### Görev koşulları
**A)** Modigliani üzerine metinde "20. yy’ın başlarında" sözlerini içeren yerle başlayıp "etme durumunda olmalıyız." ile biten bölümü hiçbir şeyi değiştirmeden yinele.
**B)** Modigliani üzerine metinde alıntılanan Deniz Saygı yazısı hangi sitede yayımlanmış?
**C)** Modigliani üzerine metni kaldığı yerden sürdür.

### Seçilen metin
• • • • •
Ünlü İtalyan ressam Amedeo Modigliani’ye atfedilen bir söz: “...hayatım umurumda bile değil” diyesiymiş... (Deniz Saygı, salom.com.tr 07 Şubat 2018, görüntüleme).
20. yy’ın başlarında Soutine, Utrillo, Diego Rivera, Pablo Picasso vb. birçok genç ressamın ve sanatçının fink attığı Paris bohem hayatında böyle bir cümleyi söylemek yadırganacak gibi görünmüyor. Hele de kalibresi belli olan bu kategorideki insanların sözünü onların yaşam tarzı da dikkate alındığında ciddiye almak gerekiyor. O, hayatının umurunda olmadığını söylüyorsa onu öylece, olduğu gibi kabul etme durumunda olmalıyız.
Gene de atıfta bulunduğumuz yazı sahibinin (Deniz Saygı) şu vurgularını öne çıkarmak istiyorum. Şunları söylüyor yazısını bağlarken: “Günümüzde, Paris Bohemya’sı farklı etnisitelere mensup olan birçok entelektüel için döneminin en zengin ve en verimli çevresi olarak kabul edilmekte. Paris rüyasında kaybolanların küçük bir ilham kırıntısı dahi büyük sanat akımlarının doğmasına sebep olmuştur. Peki, bu ‘unique’ insanlar kendi hayaletlerinden mi kaçıyorlardı yoksa Modigliani’nin de dediği gibi: “Kısacası hayatım umurumda bile değil” sözünde mi saklı her şey?”
• • • • •
### Çıkarılan bilgiler
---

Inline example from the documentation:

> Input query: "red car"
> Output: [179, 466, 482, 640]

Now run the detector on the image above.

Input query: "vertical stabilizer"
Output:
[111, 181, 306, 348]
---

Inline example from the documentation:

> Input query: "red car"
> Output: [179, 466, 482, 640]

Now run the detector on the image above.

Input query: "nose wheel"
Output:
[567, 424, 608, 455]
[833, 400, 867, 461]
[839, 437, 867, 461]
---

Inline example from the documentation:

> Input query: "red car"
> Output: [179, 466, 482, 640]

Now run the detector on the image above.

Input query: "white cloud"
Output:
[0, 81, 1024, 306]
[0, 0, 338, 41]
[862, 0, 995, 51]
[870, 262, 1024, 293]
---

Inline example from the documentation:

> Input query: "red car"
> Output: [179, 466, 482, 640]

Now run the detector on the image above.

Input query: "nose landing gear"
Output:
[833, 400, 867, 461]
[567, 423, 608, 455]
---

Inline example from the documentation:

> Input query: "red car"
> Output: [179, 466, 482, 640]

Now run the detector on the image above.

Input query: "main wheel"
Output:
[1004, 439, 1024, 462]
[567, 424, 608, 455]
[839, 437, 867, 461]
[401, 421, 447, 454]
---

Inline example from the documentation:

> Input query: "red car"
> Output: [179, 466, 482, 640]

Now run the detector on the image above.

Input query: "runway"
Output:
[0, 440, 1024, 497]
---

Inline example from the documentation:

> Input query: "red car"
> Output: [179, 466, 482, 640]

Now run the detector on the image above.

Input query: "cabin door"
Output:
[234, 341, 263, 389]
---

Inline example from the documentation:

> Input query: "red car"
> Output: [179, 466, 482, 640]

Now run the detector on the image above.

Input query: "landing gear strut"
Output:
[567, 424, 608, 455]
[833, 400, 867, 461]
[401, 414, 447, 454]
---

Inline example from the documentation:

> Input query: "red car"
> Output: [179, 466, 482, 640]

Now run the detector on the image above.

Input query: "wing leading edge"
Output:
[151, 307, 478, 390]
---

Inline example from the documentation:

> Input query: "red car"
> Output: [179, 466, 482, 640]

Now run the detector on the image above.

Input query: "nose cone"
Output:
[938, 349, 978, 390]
• • • • •
### Maddelere göre yanıtlar
**A)**
20. yy’ın başlarında Soutine, Utrillo, Diego Rivera, Pablo Picasso vb. birçok genç ressamın ve sanatçının fink attığı Paris bohem hayatında böyle bir cümleyi söylemek yadırganacak gibi görünmüyor. Hele de kalibresi belli olan bu kategorideki insanların sözünü onların yaşam tarzı da dikkate alındığında ciddiye almak gerekiyor. O, hayatının umurunda olmadığını söylüyorsa onu öylece, olduğu gibi kabul etme durumunda olmalıyız.

**B)** salom.com.tr sitesinde.

**C)**
Modigliani’nin bu sözü hangi bağlamda söylediğini bilmiyoruz (ben bilmiyorum, yazar da açıklamıyor). Eğer bu söz, sanatım için hayatımı feda ederim bağlamında kullanılmışsa bir anlamı var, hayatım benim için hiçbir anlam ifade etmez, etmiyor bağlamında söylenmişse daha farklı bir anlam taşır.
Biz gene de Modigliani çapında bir kafanın böyle bir sözü rasgele söylediğine kani olmak istemiyoruz.
İnsanın hayatı kıymetliyse ve buna rağmen böyle bir sözün altına imzasını atıyorsa biz o söze de kıymet verme durumunda olmalıyız. Hayatını hiçe sayan bir hane berduşun böyle bir sözü söylemesinin hiçbir kıymeti harbiyesi yoktur.